● **Document**:
Likewise, mothers don’t choose their life for the joy of laundry, dishes and diapers. Let’s not be absurd. We see a higher purpose in our work, which makes the mundane bearable, as in all other fields of work worth doing. I see my children as the greatest offering I make to the world. I look around and see a city in which good parenting is scarce; school violence is commonplace, teen pregnancy is almost expected, absentee fathers are the norm, the welfare cycle has thousands in its grip. How I wish I could take every abandoned child in my arms and give them a safe, stable home. But I am only one person; what can one person do?

I can raise my own children well. I am raising my children to be kind, generous and dedicated. By passing my vision on to them, I multiply my own effect on the world by five. They will go places I’ll never go, love people I’ll never meet, impact the world in ways I didn’t know possible. I believe my choice of work compares favorably to any other field in which people strive to make a change for the better.

You claim rather rashly that “You will never have the time, energy, freedom or mobility to be exceptional if you have a husband and kids.” By contrast, you praise (and suggest throwing showers for) the following: “a woman when she backpacks on her own through Asia, gets a promotion, or lands a dream job not when she stays inside the box and does the house and kids thing which is the path of least resistance.”

● **Raw data**:
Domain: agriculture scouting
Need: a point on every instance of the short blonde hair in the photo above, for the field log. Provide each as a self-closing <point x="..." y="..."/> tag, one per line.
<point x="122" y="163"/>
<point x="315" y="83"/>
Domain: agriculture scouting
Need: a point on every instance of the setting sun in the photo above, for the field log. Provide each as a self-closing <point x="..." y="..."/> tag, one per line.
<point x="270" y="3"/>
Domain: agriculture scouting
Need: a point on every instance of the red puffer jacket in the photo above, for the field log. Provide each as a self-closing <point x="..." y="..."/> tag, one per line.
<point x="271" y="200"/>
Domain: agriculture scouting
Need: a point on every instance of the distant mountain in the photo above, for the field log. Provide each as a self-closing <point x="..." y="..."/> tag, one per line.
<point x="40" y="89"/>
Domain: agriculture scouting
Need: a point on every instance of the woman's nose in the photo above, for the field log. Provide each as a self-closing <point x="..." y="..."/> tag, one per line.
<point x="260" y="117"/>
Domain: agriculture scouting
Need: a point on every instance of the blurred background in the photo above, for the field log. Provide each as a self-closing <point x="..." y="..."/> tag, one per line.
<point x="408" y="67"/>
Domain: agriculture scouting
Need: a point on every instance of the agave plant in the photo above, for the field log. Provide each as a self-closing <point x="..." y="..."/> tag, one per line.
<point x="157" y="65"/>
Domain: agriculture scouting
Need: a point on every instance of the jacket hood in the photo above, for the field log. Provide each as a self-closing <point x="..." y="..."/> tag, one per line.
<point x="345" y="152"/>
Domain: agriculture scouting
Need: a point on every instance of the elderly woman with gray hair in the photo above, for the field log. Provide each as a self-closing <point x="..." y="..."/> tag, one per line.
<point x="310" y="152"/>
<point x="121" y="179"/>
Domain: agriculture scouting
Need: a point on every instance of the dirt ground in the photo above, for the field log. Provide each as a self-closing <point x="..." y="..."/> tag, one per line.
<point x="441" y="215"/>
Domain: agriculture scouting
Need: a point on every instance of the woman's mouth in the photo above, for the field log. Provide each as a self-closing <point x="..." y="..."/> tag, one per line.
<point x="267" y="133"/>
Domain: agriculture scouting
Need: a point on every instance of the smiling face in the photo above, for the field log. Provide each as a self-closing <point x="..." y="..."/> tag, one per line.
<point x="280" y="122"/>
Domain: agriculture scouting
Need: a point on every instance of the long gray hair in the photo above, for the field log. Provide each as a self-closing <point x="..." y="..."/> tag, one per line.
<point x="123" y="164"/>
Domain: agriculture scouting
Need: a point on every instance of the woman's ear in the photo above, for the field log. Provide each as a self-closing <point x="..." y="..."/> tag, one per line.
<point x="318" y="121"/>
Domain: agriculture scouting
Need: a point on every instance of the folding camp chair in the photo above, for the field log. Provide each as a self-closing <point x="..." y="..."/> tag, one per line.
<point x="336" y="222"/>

● **What is asked**:
From the motherhood piece:
1. What does the writer call the greatest offering she makes to the world?
2. By what number does the writer say passing her vision on multiplies her effect on the world?
3. In the quoted passage, which three things is a woman praised for?
Answer from the motherhood piece alone.

● **Output**:
1. Her children.
2. Five.
3. Backpacking on her own through Asia, getting a promotion, and landing a dream job.